__Task description__. Copy out exactly the lines that begin with the one containing "Thank you for the photo. Please point out the man semi" and continue until the last line of the material.

__Supplied records__.
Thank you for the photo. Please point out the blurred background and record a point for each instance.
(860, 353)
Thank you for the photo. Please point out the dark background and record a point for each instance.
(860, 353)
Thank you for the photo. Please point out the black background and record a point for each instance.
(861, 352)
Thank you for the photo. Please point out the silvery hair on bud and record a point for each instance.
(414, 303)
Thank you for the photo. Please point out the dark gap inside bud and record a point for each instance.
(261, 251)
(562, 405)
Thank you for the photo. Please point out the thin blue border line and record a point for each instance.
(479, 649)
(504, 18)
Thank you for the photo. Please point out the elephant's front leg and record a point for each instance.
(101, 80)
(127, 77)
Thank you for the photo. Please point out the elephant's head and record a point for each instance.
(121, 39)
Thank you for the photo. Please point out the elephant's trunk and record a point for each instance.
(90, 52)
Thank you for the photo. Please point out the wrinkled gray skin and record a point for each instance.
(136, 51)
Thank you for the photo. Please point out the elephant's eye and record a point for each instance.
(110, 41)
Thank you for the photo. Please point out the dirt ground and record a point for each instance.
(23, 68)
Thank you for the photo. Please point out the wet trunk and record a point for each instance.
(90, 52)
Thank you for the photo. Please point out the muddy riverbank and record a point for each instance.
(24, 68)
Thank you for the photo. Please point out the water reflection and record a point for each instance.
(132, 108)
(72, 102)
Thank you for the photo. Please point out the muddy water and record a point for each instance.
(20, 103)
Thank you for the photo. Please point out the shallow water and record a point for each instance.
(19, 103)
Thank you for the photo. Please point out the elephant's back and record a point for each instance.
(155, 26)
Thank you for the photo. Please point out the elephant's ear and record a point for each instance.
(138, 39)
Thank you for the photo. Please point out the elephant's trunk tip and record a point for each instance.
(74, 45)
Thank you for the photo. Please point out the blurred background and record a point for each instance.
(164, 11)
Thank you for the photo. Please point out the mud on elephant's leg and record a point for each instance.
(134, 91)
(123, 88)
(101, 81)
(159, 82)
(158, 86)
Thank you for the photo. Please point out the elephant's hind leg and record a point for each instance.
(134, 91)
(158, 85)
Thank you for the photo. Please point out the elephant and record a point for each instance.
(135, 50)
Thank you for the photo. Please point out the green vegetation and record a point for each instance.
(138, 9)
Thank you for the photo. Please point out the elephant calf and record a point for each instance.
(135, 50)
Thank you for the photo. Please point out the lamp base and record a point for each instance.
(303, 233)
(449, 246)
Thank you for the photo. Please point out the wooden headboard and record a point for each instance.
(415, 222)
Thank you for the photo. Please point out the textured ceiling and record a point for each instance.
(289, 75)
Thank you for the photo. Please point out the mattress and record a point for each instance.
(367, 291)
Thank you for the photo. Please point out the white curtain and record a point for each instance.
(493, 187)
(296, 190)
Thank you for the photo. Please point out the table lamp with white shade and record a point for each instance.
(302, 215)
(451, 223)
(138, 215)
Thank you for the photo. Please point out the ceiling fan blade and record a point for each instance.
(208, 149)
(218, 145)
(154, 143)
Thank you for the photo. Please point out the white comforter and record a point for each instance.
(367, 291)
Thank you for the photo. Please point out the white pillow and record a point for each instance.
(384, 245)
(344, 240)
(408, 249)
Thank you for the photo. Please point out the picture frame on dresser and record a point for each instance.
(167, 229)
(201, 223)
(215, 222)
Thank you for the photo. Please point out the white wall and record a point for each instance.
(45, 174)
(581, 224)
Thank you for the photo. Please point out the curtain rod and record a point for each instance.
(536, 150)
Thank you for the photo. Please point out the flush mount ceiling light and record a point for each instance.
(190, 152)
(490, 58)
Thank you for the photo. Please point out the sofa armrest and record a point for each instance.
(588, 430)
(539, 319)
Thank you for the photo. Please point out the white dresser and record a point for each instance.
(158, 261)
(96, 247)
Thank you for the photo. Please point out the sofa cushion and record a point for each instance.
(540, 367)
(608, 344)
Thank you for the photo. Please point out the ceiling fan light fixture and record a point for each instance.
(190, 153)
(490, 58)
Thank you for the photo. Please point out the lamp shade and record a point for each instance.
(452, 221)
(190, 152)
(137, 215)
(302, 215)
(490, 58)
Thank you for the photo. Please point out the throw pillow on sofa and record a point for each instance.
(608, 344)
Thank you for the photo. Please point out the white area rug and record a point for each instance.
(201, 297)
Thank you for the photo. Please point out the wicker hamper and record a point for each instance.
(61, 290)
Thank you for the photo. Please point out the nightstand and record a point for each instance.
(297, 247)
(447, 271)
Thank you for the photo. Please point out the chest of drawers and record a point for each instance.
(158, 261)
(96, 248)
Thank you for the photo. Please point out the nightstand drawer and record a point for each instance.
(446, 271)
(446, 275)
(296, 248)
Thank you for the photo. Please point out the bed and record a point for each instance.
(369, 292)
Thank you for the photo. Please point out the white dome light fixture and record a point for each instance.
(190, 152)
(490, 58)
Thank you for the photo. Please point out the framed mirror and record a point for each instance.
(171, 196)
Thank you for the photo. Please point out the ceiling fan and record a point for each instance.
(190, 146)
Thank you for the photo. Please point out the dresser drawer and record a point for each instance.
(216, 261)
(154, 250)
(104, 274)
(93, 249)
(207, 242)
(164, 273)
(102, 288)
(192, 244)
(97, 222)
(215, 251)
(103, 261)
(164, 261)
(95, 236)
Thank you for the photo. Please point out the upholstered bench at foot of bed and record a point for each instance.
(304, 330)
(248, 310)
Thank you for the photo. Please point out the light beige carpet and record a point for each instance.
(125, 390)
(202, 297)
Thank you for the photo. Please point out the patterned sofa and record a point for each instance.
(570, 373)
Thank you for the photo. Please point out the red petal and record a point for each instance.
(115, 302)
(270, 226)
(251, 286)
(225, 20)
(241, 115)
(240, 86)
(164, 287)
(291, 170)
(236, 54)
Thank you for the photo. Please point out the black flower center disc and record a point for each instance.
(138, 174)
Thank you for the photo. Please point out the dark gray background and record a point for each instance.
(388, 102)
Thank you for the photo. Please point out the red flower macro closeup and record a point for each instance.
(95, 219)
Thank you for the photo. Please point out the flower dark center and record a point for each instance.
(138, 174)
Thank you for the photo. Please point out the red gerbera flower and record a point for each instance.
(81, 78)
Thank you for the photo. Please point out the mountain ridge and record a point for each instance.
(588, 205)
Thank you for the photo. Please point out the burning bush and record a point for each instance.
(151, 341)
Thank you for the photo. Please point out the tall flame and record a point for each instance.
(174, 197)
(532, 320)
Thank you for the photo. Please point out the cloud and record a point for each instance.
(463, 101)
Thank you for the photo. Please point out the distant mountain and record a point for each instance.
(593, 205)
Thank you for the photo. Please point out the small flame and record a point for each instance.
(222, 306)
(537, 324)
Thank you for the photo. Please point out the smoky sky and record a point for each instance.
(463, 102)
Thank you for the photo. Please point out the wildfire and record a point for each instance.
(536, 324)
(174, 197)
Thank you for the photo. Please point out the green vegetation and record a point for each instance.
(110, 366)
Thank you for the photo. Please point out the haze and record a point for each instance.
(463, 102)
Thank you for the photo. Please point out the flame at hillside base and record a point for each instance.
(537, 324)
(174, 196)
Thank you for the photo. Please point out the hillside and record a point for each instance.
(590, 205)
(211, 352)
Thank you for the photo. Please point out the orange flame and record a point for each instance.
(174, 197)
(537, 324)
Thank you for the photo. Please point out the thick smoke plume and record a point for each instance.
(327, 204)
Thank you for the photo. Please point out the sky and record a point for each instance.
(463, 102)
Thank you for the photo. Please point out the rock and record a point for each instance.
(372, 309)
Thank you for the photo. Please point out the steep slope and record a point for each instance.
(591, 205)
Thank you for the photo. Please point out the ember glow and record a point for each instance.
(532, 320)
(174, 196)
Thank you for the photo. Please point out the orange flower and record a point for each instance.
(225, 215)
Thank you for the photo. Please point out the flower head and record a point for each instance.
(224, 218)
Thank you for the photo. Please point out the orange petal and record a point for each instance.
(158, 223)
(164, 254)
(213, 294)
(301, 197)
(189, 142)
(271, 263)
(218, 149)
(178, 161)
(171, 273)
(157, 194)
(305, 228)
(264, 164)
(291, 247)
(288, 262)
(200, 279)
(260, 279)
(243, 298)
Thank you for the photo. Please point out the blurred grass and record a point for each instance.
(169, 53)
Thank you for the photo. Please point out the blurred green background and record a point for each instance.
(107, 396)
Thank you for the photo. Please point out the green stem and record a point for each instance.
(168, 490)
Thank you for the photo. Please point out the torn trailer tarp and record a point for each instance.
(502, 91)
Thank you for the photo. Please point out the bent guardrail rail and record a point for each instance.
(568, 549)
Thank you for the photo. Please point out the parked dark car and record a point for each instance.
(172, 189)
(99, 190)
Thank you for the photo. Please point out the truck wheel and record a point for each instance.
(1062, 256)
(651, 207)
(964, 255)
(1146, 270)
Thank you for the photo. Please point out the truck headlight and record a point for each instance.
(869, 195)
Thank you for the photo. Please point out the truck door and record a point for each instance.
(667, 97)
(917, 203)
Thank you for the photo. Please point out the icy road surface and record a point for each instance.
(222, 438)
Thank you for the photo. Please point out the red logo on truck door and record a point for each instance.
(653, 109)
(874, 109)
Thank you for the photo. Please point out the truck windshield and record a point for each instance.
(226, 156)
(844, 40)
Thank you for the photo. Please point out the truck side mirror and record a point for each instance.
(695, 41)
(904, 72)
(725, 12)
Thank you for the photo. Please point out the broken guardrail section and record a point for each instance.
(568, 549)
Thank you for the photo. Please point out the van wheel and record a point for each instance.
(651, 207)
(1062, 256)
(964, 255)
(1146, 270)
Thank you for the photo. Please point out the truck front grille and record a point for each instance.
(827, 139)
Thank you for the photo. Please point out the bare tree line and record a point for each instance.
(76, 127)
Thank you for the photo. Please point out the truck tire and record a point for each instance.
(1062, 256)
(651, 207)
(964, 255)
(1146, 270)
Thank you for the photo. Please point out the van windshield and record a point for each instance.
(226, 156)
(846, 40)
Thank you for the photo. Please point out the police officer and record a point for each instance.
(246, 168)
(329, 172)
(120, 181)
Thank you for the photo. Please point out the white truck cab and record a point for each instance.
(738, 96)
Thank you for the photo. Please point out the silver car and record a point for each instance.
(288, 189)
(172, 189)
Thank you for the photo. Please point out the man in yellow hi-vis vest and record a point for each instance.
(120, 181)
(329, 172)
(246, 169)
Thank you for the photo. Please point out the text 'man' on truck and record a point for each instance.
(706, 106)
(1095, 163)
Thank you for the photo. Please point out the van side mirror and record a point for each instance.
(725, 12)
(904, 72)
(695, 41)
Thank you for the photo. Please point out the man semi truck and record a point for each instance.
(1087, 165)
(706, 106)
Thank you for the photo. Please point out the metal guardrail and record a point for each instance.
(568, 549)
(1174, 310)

__Response area__.
Thank you for the photo. Please point out the man semi truck and record a point for each instance.
(1087, 165)
(706, 106)
Thank you for the photo. Please point out the metal guardrail and record a point for each instance.
(568, 549)
(1174, 310)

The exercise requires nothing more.